Extract:
● ● ● ● ●

In what was presumably a misguided attempt at vigilante justice, Spike Lee shared what he thought was George Zimmerman's home address with his 240,000-plus Twitter followers. In reality, Lee had given wrathful internet users the address of David and Elaine McClain. They had no connection to Trayvon Martin's killer, but Elaine said her youngest son's middle name was George, and his last name was Zimmerman. Lee apologized to the McClains and paid them $10,000. But that didn't stop the avalanche of vitriol and threats the couple faced, so they sued for another $15,000. A judge, however, dismissed the suit.

The allegations of anti-Semitism

Prejudice is a complicated beast. When someone says or does something that's deemed racially insensitive, it can be hard to distinguish the impression from the intention. And for many people, that distinction is immaterial. That's why a Virginia attorney general darkening his face (albeit in his youth) to look like a black rapper he admired still comes off as a modern-day minstrel show. It's also why Spike Lee got accused of anti-Semitism.

Lee raised people's eyebrows and blood pressure with 1990's Mo Better Blues. Partly inspired by his father's real-life ordeals, the movie revolves around a black jazz musician who is heartlessly exploited by Jewish jazz club owners. The issue wasn't just that they were Jewish. As the New York Times described, the film's villains were "loaded with despicable traits typically used to disparage Jews." The characters were wealthy, stingy, litigious, and in charge of entertainers.

Lee denied implying that those were stereotypically "Jewish" characteristics but then he undercut his defense by arguing that Jews control Hollywood. In a more thoughtful New York Times op-ed, he addressed his detractors. "All Jewish club owners are not like this, that's true, but these two are," he wrote. He also pointed out a double-standard: "Not every black person is a pimp, murderer, prostitute, convict, rapist or drug addict, but that hasn't stopped Hollywood from writing these roles for African-Americans. Negative images of black people are presented on film and television every day and there is no great uproar."

Why Tyler Perry told Lee to go to hell

Spike Lee's not known for biting his tongue because he's usually too busy making biting remarks. In 2011, he turned his fangs on Tyler Perry, the mind behind the Madea series. Per NPR, Lee characterized a lot of current black films, Perry's work included, as "coonery and buffoonery." "I know it's making a lot of money and breaking records," he continued, "But we can do better." A pissed-off Perry said (hopefully in the Madea voice) that Lee "can go straight to hell."

Clearly, this is a sensitive issue. Anyone familiar with the mammy caricature knows that black women have historically been derisively depicted as "obese, coarse, maternal figure[s]." Perry's Madea character arguably echoes that pattern. Others besides Lee have also taken issue with the character, with one author calling Perry "the KFC of black cinema." But those kinds of soundbite-worthy jabs may be overlooking something important about Madea and what she represents.

As MSNBC contributor Goldie Taylor noted, Perry's Madea character isn't just played for laughs. She appears in films that feature domestic abuse, incest, and financial struggles. The fact that Madea, a character you might not take seriously, is the hero in these serious situations is arguably subversive in an empowering way. Besides, as Spike Lee once wrote, "For any artist, it would be emasculating to let others dictate his or her work."

● ● ● ● ●

Information supplied:
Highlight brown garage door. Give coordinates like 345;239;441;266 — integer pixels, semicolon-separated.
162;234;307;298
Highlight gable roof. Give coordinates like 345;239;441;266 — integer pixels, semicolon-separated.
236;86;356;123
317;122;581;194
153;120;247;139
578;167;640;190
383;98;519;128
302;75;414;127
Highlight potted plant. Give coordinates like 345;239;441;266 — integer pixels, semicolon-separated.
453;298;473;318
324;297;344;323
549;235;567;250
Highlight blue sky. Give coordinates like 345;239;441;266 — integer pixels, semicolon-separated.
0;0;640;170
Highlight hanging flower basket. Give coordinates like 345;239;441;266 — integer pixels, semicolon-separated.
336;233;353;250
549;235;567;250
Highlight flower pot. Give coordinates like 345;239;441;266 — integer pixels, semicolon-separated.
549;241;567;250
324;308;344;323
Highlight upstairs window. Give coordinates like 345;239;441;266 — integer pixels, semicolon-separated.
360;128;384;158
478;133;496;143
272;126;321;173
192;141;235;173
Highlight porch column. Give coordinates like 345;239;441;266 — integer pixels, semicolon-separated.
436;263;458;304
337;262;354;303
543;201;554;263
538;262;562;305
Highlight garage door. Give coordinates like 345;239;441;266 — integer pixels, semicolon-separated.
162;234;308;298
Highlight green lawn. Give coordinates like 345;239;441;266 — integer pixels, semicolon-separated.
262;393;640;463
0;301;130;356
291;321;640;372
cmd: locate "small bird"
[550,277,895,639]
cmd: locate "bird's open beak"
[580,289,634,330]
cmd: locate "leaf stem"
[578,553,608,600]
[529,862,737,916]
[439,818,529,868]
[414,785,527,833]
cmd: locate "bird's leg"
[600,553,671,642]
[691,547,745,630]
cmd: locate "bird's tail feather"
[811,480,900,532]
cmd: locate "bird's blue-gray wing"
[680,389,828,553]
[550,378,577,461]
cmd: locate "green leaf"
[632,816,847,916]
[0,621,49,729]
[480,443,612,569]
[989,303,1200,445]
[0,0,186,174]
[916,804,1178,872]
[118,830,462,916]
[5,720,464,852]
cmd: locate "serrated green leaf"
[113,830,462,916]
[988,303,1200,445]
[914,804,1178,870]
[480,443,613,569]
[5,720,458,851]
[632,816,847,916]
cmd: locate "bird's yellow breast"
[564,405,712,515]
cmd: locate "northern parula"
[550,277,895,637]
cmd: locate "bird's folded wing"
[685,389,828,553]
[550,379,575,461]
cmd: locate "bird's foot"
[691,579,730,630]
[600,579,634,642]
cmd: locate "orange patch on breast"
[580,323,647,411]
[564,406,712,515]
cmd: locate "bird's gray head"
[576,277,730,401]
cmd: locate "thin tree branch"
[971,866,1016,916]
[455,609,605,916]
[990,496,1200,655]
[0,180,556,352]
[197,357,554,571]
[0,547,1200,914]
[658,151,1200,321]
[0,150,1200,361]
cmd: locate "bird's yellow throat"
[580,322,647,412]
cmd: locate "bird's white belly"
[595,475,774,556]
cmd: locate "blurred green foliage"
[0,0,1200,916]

● ● ● ● ●

Tasks:
#1 According to the extract about Spike Lee's controversies, how much money did Lee pay David and Elaine McClain?
#2 Extend the extract about Spike Lee's controversies from its final sentence.

The results:
#1 $10,000.

#2
'Chi-Raq' under attack

Portraying serious real-world problems in an artistically interesting way is a tall task. The need to be entertaining goes against the not-at-all-entertaining realities of people affected by the problem, and the pursuit of creativity can obscure the gravity of the subject matter. Spike Lee grappled with those concerns when making Chi-Raq, which focuses on the epidemic of gun violence plaguing Chicago. In the movie, peace comes to Chicago a la Lysistrata, with women refusing to sleep with men until the men stop shooting each other.

Shortly after Lee began shooting Chi-Raq, upset protesters took to the streets of Chicago. These were people who lost loved ones to stray bullets or were victims of gun violence themselves. Per the Guardian, many felt the film would devalue their suffering or "glorify violence." Even then-Mayor Rahm Emanuel weighed in because he thought the film's title (a portmanteau of "Chicago" and "Iraq") wrongly characterized the city as little more than a bullet-riddled hellscape.

Film critics' reactions to Chi-Raq were mixed. The Guardian's Peter Bradshaw called it "a tactless, haranguing, original piece of work, a movie-musical rant about something important. A reviewer for RogerEbert.com gave the movie top marks. Perhaps the most meaningful response came from the Chicago Tribune's Dahleen Glanton, who wrote,"'Chi-Raq' fails to illuminate the lives of the many Chicagoans who go to bed with the sound of gunfire outside their windows and wake up to the news of yet another murder."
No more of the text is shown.